=== TASK GOAL ===
Could you return only the lines that run from the line with "One point belongs on each instance of the red flower." through the final line of the data, exactly as they stand?

Stored items from a collection
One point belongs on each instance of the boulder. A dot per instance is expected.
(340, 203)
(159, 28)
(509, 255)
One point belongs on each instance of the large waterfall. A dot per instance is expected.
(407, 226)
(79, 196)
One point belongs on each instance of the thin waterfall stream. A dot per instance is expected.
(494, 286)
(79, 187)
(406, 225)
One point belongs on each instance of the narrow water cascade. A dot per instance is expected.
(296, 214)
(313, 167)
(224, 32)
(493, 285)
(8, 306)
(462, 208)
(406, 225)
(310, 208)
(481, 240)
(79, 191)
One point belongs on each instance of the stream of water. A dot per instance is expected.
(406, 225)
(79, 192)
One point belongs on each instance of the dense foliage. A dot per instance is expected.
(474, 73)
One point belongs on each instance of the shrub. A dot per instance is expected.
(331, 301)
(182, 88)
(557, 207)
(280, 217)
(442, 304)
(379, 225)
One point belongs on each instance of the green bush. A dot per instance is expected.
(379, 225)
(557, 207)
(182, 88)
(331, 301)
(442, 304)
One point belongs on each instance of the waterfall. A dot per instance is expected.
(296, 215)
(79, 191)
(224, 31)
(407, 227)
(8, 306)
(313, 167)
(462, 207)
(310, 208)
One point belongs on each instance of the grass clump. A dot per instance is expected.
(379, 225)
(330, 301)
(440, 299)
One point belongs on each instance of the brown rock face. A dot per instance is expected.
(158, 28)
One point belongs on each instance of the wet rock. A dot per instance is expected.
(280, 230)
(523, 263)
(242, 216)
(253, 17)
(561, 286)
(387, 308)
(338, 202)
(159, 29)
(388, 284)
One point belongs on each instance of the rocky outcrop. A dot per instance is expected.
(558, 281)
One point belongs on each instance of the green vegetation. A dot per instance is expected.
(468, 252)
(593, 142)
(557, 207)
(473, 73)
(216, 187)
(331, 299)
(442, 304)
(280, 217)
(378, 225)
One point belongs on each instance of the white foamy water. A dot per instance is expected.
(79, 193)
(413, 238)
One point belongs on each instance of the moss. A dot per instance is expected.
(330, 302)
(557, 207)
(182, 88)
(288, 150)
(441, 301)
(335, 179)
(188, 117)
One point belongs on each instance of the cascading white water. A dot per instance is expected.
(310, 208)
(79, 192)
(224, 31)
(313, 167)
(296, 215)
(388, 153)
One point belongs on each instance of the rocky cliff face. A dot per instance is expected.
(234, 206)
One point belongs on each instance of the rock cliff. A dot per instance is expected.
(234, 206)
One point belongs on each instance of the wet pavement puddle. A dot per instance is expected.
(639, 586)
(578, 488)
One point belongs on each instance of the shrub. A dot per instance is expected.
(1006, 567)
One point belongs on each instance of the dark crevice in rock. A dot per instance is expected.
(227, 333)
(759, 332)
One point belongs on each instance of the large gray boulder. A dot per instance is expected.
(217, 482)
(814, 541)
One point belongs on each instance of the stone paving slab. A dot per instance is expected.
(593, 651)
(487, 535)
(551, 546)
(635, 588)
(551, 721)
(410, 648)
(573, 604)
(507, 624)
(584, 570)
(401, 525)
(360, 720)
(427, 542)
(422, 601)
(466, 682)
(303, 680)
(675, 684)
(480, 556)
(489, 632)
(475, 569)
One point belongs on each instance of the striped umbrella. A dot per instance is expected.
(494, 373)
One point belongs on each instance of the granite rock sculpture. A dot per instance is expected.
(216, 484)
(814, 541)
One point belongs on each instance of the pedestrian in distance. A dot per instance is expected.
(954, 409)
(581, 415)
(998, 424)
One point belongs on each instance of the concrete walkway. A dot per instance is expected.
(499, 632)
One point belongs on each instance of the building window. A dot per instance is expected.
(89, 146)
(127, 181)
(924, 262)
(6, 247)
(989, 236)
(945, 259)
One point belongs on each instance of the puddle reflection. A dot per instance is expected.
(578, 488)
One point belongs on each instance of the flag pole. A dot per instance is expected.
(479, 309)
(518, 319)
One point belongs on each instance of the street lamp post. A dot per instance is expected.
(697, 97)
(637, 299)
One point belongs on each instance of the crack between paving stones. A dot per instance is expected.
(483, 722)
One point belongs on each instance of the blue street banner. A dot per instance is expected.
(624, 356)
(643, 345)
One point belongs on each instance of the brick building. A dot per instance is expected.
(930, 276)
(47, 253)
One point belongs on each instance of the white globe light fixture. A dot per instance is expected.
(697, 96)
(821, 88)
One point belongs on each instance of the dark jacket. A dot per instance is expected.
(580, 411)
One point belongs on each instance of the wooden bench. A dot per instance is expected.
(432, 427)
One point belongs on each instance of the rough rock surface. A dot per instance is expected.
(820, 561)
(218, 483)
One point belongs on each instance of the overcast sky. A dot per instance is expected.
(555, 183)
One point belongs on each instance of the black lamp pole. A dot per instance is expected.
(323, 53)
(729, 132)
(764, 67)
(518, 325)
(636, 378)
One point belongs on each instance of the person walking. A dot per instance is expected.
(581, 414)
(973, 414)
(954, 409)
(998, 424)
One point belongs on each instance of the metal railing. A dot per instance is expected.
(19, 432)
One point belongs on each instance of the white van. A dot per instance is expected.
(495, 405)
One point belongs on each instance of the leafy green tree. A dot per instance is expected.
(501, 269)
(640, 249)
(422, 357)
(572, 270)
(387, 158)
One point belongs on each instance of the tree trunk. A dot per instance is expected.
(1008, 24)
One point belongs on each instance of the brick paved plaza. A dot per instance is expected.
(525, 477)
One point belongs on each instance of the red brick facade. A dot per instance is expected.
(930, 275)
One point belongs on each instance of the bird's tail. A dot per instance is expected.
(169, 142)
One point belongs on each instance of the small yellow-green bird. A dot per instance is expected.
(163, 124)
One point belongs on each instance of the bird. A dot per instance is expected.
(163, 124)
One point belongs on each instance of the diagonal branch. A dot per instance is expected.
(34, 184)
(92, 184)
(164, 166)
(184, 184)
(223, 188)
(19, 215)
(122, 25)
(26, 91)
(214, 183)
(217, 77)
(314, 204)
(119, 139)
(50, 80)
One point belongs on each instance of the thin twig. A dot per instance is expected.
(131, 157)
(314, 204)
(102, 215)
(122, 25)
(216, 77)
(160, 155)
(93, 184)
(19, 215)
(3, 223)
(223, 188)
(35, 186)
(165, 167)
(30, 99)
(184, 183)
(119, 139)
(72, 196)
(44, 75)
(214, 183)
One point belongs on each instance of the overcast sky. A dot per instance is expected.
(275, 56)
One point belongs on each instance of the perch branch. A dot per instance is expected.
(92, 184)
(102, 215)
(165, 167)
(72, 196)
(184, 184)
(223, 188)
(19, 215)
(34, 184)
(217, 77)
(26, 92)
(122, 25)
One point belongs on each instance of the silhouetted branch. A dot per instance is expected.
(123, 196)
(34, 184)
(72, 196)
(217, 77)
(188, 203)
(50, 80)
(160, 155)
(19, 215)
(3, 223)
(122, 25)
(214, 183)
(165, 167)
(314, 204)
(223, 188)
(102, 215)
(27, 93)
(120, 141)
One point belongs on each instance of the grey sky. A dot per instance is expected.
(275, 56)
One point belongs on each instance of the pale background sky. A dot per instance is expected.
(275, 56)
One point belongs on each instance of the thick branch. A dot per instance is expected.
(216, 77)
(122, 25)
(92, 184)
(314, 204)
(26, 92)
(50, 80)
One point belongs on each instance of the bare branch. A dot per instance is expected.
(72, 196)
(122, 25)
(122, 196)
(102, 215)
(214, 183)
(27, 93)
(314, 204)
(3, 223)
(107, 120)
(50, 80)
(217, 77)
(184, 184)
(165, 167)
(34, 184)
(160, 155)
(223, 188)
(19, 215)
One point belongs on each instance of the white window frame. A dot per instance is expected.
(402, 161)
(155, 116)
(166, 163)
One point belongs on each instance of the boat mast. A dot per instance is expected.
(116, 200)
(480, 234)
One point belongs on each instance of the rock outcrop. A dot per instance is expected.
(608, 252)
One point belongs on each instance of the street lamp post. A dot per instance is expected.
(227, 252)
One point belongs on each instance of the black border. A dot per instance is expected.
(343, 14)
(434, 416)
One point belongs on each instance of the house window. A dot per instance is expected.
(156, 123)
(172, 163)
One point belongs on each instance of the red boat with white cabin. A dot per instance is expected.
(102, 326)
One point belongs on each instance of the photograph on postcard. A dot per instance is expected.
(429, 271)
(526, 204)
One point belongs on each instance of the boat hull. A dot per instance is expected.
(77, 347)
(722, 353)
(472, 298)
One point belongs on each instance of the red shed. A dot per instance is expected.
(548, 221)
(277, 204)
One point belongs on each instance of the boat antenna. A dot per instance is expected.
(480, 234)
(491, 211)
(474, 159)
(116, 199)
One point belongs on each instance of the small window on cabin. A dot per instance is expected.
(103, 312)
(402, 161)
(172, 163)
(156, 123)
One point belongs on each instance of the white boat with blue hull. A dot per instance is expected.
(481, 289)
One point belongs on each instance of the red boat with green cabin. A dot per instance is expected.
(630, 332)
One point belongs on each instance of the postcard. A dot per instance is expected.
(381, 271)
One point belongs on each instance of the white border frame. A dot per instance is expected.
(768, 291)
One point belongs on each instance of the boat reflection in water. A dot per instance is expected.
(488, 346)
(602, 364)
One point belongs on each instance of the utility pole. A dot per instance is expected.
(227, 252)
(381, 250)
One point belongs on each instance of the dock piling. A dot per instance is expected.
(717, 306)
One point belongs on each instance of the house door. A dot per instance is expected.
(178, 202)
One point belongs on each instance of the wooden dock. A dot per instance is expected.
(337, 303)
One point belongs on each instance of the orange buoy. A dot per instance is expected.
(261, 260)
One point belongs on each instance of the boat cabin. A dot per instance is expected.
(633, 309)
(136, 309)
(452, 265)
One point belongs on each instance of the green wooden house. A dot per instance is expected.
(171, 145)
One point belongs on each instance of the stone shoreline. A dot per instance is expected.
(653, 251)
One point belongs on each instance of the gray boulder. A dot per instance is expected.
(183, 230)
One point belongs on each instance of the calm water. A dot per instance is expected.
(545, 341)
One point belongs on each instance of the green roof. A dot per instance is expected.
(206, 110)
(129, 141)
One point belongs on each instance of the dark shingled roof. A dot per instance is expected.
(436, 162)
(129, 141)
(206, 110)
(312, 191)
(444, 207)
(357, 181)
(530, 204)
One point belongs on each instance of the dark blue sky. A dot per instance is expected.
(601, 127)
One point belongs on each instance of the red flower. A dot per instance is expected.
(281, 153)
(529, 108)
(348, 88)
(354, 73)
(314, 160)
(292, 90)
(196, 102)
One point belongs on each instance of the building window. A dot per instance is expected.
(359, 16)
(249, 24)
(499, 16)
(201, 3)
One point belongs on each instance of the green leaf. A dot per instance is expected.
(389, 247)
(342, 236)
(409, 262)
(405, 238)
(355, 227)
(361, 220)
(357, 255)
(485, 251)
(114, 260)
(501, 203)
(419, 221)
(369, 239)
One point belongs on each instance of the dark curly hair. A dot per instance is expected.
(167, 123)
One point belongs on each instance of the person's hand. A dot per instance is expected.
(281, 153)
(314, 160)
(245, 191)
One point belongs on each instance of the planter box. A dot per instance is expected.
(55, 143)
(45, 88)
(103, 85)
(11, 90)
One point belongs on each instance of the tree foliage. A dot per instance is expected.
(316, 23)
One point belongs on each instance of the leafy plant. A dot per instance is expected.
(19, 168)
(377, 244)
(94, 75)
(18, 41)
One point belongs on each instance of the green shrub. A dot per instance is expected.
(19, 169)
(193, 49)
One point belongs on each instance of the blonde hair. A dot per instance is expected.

=== ANSWER TO THE EXERCISE ===
One point belongs on each instance of the red flower. A dot per instance is expected.
(281, 153)
(529, 108)
(348, 88)
(354, 73)
(314, 160)
(292, 90)
(196, 102)
One point belongs on each instance of the building window. A dot per instance is expected.
(359, 16)
(249, 24)
(499, 16)
(201, 3)
One point belongs on each instance of the green leaf. A dot per instance is expected.
(389, 247)
(342, 236)
(409, 262)
(405, 238)
(355, 227)
(361, 220)
(357, 255)
(485, 251)
(114, 260)
(501, 203)
(419, 221)
(369, 239)
One point belongs on each instance of the dark curly hair. A dot per instance is expected.
(167, 123)
One point belongs on each instance of the person's hand. A dot per instance is expected.
(281, 153)
(314, 160)
(245, 191)
One point belongs on each instance of the planter box. A dot per instance is expected.
(55, 143)
(45, 88)
(103, 85)
(11, 90)
One point belongs on each instance of the tree foliage. A dot per instance is expected.
(316, 23)
One point belongs on each instance of the leafy plant. A dot per instance is expected.
(19, 168)
(377, 244)
(94, 75)
(18, 41)
One point belongs on each instance of the green shrub. A dot per instance is expected.
(19, 169)
(193, 49)
One point belongs on each instance of the blonde hair. A dot per instance is expected.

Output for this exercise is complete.